Rows:
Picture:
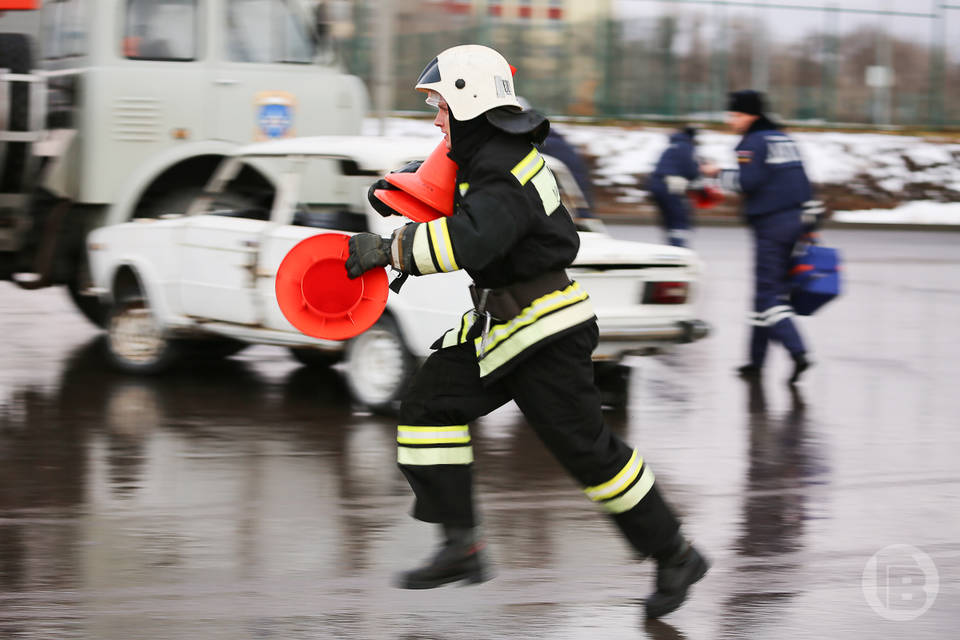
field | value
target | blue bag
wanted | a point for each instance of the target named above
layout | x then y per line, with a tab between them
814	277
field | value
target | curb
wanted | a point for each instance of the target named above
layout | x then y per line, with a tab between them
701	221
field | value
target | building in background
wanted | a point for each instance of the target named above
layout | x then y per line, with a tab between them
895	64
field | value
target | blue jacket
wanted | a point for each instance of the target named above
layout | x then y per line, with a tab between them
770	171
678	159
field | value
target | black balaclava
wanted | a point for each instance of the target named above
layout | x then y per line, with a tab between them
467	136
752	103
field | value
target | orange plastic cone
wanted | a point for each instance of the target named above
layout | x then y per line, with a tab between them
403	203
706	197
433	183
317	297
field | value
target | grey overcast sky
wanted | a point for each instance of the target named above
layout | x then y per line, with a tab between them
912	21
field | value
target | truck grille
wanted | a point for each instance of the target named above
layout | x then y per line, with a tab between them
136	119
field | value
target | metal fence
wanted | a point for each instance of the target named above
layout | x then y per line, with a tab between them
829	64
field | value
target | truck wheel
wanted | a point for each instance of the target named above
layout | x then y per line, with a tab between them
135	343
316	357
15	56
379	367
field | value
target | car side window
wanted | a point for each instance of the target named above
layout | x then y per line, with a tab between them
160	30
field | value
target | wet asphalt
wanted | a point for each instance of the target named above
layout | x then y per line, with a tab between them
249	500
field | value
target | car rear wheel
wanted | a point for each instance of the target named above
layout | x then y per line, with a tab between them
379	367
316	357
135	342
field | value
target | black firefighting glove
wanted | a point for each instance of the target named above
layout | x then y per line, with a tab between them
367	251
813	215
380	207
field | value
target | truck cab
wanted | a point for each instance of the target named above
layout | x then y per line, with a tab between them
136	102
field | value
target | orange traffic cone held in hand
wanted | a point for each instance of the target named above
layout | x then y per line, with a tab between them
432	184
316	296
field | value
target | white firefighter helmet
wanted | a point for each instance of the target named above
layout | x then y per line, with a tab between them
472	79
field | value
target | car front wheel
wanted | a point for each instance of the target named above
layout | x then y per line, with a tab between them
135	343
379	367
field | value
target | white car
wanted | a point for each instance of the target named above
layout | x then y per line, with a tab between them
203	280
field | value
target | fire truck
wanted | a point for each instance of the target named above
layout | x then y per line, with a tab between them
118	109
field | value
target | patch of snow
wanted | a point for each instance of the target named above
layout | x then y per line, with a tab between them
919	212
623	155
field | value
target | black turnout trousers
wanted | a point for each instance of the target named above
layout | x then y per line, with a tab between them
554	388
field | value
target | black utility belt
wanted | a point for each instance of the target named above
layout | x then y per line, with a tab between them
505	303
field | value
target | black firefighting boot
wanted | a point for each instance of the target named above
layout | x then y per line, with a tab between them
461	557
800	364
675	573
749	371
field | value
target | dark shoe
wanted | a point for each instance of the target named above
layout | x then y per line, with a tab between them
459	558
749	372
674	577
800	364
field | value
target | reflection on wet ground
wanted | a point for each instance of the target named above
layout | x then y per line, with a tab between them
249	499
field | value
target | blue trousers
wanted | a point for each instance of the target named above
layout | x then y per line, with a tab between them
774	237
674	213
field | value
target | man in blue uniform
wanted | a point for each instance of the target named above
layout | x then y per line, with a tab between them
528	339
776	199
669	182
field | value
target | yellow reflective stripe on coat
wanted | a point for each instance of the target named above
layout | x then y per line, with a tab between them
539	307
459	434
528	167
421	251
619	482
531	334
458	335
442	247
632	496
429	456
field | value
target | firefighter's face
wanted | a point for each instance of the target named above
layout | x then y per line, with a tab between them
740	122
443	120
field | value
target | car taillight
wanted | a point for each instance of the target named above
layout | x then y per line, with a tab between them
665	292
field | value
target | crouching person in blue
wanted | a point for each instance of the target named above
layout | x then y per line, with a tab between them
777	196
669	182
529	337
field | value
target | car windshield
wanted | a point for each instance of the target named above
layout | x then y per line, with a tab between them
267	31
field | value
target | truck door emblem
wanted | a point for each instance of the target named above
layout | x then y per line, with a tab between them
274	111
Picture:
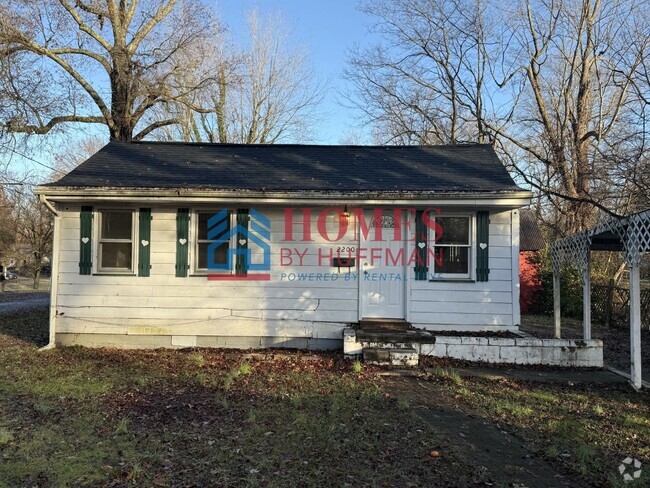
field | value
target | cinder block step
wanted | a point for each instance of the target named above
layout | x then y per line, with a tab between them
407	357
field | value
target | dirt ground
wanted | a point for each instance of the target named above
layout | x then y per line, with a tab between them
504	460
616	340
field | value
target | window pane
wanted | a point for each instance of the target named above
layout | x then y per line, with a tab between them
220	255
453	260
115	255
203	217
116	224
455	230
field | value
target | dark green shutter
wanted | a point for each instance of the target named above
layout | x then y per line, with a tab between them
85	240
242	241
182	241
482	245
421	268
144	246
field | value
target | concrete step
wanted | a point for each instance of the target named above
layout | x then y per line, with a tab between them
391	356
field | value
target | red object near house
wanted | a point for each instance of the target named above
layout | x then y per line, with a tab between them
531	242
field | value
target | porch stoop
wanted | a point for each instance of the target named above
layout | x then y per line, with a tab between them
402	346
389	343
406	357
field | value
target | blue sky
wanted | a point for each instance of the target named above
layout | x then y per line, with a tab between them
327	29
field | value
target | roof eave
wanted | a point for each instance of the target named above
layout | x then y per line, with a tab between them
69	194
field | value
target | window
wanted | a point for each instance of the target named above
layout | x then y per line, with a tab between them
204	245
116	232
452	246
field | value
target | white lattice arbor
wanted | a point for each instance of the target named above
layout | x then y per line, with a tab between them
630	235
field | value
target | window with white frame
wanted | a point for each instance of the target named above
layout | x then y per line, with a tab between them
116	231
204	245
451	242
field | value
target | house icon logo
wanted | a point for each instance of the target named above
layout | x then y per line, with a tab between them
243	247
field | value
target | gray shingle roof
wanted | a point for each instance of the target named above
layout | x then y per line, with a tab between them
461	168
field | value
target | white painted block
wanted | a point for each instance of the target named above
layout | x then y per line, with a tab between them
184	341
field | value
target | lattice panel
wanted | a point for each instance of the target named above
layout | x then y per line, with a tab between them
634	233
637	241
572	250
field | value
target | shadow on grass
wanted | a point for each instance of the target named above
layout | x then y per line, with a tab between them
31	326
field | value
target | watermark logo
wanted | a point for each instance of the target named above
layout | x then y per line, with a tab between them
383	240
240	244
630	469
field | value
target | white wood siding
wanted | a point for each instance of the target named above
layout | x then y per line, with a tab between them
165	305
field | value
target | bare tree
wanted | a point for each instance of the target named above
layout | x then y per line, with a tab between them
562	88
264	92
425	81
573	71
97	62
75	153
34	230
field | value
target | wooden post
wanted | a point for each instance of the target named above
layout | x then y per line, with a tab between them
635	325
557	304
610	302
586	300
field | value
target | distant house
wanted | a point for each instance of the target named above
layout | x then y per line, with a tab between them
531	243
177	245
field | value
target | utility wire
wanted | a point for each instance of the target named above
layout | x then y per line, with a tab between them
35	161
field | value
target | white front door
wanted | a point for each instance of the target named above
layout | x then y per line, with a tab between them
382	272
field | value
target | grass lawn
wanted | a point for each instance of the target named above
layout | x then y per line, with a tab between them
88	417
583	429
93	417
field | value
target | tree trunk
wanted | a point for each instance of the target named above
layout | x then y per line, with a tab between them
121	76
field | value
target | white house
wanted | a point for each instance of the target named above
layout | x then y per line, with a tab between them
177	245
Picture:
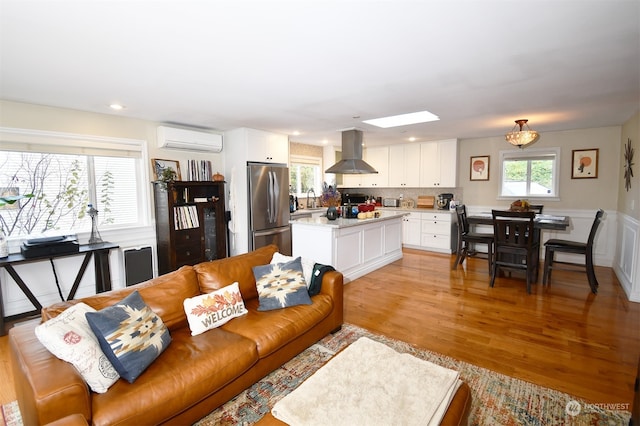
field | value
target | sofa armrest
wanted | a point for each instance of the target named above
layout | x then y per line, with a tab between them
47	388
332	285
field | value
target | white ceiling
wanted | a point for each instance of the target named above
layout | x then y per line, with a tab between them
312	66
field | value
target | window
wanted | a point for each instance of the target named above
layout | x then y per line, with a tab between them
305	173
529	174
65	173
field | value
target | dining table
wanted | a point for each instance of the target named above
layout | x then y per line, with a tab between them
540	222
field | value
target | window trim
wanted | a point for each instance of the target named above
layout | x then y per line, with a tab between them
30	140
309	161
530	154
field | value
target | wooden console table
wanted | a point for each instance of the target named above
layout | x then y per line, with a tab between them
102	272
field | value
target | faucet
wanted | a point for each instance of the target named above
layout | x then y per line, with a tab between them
==
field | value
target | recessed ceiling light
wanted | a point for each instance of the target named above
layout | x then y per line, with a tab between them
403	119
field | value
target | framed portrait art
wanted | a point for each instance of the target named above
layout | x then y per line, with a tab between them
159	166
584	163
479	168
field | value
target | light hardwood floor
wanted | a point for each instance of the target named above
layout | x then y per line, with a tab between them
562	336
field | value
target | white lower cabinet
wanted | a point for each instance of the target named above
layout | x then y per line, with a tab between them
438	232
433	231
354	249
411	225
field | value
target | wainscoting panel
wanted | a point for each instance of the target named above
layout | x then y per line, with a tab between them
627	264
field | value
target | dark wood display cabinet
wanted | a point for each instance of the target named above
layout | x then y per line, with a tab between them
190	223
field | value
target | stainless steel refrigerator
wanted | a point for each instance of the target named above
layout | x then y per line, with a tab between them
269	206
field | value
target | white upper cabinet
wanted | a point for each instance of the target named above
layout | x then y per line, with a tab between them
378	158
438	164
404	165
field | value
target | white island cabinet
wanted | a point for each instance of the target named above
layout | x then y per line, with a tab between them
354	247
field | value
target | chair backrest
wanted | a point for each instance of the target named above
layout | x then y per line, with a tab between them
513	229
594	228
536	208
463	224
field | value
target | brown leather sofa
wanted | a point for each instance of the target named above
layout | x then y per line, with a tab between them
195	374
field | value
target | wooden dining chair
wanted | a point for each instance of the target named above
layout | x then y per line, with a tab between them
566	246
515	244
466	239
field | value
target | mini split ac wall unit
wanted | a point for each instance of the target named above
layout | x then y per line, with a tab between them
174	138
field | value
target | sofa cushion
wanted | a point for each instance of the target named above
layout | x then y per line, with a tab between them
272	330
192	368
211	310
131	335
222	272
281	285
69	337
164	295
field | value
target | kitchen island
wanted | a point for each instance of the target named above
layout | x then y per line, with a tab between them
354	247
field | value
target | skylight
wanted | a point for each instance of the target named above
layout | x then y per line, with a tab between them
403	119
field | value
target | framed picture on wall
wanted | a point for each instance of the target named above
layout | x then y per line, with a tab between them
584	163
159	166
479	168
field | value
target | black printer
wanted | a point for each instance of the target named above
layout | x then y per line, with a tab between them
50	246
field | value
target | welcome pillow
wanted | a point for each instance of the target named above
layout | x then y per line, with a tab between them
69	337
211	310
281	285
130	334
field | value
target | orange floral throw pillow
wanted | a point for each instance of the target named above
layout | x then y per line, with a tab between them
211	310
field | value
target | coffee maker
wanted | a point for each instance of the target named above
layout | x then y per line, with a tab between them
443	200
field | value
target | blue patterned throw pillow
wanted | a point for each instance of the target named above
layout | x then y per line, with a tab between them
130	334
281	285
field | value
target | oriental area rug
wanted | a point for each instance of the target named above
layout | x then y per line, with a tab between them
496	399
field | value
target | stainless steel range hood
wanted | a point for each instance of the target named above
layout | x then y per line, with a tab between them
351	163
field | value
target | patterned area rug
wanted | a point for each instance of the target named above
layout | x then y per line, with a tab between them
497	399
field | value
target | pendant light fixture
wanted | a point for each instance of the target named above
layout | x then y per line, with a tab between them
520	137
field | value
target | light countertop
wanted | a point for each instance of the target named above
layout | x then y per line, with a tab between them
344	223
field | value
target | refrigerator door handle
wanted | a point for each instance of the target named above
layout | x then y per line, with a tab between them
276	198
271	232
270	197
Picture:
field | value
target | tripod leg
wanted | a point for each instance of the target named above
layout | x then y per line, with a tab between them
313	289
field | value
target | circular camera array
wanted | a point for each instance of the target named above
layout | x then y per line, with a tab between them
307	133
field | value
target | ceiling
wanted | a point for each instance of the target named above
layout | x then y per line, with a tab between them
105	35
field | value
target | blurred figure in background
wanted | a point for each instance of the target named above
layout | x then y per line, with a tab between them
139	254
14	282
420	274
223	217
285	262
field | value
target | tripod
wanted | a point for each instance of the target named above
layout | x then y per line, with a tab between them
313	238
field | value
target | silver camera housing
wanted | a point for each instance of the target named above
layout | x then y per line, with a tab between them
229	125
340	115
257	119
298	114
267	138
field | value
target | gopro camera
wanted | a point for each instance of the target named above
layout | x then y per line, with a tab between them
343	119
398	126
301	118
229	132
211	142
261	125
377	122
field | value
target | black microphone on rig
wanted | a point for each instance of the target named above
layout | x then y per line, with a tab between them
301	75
* * *
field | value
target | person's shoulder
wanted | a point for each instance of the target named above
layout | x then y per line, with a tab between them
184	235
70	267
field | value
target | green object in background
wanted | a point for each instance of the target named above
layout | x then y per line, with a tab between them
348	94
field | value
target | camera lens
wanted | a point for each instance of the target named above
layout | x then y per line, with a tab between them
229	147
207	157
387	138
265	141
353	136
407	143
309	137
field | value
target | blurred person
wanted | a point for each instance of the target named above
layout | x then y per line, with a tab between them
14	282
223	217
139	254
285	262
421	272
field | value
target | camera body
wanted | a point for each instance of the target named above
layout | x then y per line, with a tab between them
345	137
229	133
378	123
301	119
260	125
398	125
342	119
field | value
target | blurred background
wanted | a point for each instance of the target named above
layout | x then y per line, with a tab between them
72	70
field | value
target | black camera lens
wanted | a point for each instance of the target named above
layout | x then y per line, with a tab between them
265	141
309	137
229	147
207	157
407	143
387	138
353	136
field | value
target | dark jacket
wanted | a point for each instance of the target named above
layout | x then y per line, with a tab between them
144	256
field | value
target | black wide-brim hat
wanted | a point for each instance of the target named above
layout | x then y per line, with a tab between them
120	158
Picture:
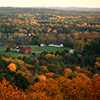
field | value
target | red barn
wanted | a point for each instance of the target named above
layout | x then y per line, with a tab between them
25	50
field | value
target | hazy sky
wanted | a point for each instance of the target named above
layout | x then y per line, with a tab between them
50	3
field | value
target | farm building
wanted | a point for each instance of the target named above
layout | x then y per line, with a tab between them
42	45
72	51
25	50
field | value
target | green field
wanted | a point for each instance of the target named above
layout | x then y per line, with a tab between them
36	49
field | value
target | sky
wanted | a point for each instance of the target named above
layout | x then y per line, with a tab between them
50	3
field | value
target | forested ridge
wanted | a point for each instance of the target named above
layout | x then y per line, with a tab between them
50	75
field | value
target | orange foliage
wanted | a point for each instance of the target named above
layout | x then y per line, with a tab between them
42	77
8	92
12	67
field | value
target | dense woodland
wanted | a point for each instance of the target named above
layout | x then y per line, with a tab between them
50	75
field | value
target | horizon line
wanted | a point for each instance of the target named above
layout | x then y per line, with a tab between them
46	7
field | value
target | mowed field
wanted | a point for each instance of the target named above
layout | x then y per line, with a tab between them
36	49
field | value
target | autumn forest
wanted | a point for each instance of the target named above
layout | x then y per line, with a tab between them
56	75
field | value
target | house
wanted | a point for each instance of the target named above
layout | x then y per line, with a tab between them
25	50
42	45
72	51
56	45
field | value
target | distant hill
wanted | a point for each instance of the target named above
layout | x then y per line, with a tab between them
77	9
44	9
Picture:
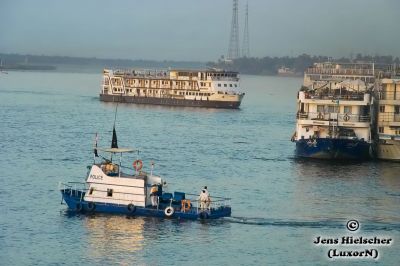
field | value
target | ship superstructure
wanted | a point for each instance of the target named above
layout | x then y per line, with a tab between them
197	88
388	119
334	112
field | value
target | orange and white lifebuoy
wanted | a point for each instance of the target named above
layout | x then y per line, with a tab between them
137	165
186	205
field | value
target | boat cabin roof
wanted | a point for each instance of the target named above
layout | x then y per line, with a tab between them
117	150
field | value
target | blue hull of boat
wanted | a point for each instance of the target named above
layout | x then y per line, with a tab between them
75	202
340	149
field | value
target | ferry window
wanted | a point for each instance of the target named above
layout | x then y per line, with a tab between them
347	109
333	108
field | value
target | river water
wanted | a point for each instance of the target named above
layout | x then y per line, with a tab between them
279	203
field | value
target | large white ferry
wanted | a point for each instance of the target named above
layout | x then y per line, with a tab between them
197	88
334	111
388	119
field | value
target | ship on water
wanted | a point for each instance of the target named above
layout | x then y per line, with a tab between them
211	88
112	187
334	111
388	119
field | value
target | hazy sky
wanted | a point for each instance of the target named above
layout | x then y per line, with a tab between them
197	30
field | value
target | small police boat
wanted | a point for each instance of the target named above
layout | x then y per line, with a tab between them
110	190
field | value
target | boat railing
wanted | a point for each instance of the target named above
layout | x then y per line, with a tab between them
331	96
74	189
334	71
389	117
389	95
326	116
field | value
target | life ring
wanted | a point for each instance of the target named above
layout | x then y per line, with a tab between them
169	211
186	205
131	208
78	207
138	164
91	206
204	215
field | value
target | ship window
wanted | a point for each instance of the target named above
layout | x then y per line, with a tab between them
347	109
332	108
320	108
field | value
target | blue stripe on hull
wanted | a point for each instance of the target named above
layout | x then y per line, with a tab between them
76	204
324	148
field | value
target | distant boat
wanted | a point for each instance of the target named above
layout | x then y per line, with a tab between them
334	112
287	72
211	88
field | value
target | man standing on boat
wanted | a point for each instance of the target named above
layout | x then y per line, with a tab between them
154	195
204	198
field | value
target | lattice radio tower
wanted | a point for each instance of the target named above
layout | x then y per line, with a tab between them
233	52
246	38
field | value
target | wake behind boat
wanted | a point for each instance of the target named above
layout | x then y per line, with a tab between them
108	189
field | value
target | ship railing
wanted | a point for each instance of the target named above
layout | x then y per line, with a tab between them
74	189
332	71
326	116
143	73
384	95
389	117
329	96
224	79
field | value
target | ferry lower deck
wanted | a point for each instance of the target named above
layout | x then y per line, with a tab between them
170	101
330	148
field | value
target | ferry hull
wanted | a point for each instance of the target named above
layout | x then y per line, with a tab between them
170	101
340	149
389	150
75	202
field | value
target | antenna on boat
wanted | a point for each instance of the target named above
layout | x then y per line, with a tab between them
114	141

Requirement: How many of the lines above contain the string "framed", with case counting? Reply with the number only.

Written answer: 2